### EXCERPTED DATA
....

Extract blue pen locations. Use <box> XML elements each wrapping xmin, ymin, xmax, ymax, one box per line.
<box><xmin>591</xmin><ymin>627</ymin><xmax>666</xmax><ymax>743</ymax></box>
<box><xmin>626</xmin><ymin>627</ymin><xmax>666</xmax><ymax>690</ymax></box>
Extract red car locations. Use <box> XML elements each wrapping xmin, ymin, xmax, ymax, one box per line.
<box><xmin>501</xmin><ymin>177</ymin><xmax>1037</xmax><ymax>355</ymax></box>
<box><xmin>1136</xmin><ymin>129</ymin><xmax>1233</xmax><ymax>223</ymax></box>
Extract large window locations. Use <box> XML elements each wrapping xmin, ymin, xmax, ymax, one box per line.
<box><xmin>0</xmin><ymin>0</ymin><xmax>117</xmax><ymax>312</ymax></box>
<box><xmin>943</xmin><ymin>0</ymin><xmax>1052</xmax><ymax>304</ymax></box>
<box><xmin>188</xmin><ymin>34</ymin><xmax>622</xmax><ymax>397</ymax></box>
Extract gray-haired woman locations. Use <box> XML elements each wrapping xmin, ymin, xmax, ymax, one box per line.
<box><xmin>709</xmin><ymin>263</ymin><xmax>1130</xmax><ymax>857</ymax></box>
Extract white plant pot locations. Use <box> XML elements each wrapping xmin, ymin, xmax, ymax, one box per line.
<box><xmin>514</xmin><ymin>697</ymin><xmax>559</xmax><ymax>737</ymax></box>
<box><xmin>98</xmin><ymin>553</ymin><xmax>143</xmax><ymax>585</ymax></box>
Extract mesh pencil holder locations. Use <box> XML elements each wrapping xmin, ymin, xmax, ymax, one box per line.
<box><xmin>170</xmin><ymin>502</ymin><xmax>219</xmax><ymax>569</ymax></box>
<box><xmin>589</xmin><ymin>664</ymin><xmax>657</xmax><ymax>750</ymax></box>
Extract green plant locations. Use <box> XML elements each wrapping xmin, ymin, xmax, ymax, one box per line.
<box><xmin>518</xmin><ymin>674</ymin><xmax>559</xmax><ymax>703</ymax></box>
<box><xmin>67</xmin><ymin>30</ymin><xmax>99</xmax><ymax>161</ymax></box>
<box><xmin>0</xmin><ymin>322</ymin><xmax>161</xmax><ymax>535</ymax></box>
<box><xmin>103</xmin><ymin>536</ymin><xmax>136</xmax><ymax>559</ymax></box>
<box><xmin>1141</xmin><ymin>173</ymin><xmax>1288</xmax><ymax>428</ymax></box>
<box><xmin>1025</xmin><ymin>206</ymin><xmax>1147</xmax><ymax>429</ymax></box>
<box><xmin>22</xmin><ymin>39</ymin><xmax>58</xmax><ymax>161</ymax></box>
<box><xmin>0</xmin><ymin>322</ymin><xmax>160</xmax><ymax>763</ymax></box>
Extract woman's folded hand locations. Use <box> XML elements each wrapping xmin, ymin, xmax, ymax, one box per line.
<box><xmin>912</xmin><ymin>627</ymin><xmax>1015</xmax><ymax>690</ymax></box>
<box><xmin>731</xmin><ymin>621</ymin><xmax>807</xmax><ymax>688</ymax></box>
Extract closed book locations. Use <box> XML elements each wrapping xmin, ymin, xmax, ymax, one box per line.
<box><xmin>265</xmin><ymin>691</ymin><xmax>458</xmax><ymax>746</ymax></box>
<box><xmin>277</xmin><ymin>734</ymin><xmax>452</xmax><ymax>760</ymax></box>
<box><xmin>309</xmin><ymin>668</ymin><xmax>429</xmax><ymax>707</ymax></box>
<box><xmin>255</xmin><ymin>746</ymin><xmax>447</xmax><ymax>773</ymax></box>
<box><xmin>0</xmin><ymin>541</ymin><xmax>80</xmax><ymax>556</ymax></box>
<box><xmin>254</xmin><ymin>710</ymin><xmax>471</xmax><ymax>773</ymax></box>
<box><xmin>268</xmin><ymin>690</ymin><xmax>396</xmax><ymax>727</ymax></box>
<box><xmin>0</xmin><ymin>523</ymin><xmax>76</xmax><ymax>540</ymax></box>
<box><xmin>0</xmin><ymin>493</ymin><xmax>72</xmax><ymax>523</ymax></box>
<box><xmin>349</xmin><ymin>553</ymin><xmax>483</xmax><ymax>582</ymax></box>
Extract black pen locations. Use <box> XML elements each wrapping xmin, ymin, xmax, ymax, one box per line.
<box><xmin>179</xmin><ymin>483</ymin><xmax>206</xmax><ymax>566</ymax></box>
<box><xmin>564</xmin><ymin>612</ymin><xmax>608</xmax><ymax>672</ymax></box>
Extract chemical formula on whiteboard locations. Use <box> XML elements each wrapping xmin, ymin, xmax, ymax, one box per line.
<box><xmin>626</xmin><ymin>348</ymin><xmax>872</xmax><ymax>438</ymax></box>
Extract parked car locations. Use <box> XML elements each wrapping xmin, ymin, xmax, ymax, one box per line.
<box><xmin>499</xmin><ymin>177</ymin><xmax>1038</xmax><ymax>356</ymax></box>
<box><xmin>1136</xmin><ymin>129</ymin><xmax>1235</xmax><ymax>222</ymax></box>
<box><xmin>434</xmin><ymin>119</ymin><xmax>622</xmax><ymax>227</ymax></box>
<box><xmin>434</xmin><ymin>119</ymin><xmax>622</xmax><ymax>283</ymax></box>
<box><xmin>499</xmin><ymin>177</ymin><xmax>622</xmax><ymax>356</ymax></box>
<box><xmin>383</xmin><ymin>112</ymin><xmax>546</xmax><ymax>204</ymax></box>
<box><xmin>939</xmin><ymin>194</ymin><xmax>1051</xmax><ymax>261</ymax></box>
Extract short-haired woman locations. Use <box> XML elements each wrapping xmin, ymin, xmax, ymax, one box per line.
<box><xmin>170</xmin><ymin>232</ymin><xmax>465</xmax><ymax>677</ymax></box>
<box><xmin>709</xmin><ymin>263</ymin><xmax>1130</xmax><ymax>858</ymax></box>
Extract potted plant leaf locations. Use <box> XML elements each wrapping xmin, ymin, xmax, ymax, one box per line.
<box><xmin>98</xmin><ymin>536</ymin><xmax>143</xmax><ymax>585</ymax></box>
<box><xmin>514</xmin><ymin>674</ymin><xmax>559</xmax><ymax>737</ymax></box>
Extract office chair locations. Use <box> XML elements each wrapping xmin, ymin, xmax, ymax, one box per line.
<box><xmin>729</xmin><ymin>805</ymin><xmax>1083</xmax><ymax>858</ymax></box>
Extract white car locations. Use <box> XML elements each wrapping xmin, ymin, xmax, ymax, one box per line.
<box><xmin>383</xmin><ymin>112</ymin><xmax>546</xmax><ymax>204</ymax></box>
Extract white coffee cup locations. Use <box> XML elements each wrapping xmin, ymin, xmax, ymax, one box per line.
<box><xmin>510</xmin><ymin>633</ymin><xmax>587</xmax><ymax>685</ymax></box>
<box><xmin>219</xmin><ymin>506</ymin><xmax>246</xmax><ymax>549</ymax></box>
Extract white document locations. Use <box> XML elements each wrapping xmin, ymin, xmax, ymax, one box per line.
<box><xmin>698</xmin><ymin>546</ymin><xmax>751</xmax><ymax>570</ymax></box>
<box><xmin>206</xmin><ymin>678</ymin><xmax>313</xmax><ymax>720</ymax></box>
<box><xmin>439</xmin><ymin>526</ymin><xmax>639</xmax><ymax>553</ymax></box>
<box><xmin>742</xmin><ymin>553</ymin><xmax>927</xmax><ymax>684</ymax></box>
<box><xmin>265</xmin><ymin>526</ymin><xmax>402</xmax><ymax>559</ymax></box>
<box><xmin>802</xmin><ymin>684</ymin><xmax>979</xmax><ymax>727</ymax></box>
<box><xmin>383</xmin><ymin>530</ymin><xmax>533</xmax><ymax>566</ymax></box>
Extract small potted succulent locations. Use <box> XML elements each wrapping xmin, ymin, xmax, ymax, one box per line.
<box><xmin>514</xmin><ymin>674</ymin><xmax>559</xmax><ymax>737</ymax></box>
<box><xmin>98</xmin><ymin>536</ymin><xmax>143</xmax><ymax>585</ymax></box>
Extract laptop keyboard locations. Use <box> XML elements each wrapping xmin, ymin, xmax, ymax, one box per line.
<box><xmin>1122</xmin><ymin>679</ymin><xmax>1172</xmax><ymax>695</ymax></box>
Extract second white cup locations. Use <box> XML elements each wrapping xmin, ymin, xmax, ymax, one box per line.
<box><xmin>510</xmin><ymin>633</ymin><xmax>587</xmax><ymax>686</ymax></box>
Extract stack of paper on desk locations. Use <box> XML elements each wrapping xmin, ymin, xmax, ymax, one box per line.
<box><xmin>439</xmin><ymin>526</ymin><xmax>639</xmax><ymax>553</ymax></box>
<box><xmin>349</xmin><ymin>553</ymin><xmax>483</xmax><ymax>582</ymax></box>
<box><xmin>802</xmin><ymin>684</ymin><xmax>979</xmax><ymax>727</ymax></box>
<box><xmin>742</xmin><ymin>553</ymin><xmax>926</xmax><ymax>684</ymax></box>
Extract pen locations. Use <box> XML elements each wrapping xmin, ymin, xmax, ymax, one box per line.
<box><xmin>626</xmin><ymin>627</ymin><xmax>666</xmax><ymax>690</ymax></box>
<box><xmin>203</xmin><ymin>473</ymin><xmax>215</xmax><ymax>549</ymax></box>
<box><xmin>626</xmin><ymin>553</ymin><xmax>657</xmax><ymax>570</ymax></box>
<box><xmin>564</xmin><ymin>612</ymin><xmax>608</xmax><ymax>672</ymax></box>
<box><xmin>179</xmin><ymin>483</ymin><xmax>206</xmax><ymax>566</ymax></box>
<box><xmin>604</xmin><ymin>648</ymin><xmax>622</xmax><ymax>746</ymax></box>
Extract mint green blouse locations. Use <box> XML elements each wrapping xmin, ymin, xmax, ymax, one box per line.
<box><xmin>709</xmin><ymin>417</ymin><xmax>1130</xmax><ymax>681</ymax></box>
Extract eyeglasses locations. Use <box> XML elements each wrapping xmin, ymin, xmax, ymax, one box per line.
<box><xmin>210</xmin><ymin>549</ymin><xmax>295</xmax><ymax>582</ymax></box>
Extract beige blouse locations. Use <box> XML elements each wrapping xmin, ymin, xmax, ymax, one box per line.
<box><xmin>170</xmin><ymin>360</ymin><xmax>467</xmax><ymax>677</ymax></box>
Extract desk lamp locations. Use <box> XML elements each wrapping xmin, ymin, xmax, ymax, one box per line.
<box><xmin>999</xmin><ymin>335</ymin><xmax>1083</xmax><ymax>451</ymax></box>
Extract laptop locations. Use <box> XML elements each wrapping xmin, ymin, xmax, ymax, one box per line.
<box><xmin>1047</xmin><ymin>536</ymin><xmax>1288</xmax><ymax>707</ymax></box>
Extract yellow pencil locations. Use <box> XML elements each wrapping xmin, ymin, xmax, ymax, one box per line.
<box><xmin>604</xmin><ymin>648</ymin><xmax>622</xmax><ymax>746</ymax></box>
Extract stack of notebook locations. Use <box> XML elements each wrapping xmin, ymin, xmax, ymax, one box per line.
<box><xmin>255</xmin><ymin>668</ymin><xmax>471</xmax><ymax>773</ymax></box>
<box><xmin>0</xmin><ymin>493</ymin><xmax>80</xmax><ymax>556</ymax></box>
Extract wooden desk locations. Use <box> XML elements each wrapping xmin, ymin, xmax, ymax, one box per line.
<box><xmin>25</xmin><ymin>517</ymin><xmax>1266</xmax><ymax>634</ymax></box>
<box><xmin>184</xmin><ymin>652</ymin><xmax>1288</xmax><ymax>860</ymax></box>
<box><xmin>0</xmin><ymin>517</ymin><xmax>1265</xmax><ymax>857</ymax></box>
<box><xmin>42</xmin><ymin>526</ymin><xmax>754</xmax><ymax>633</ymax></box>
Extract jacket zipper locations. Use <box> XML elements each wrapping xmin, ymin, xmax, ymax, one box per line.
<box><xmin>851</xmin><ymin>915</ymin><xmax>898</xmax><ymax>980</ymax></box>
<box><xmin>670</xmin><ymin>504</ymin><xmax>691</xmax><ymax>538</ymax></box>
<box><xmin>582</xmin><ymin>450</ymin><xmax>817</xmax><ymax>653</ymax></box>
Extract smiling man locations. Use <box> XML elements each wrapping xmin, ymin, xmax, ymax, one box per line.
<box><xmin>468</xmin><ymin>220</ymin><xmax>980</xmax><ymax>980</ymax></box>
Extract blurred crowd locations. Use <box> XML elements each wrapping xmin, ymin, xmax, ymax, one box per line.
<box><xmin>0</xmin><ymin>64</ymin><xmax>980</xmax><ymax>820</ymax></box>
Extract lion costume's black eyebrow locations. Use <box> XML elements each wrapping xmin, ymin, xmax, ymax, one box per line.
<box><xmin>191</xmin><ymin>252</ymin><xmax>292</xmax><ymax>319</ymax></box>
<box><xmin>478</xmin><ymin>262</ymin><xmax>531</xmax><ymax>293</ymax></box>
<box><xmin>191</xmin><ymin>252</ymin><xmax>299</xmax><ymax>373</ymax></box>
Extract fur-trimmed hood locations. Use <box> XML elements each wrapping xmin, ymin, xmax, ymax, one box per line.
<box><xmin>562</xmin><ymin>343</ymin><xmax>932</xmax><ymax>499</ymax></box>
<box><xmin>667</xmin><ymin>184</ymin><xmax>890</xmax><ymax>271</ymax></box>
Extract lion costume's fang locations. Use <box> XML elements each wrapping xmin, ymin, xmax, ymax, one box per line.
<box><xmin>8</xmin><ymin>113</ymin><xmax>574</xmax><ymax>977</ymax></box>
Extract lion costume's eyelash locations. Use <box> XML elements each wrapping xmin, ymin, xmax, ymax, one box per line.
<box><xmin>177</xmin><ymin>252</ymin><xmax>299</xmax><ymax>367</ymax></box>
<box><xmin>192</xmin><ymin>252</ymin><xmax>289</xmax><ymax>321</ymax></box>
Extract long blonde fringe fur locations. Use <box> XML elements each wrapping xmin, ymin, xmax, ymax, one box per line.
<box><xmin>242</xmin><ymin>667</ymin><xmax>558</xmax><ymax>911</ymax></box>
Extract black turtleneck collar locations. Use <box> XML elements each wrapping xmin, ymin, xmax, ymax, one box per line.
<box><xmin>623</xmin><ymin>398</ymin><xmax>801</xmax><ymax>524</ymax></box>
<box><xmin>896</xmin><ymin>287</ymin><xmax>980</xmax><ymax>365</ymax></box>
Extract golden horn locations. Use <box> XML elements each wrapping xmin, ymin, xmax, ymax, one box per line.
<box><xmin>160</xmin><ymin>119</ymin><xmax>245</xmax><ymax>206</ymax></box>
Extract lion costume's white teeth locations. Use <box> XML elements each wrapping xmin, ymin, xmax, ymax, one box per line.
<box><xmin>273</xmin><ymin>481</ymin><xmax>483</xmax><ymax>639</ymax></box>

....

Pick out every line of the records above that contains the word "costume", and copy each one in full.

### SOLUTION FOR THIS TASK
Extract lion costume's black eyebrow locations. Use <box> XML elements each wrapping xmin, ymin, xmax, ymax, one box per line.
Extract lion costume's fang locations. Use <box> XML elements each wrapping xmin, ymin, xmax, ymax, one box per line.
Extract lion costume's eyelash locations. Use <box> XML elements each wrapping xmin, ymin, xmax, ymax, one box per line.
Extract lion costume's white teeth locations. Use <box> XML elements each wrapping xmin, ymin, xmax, ymax, one box per line.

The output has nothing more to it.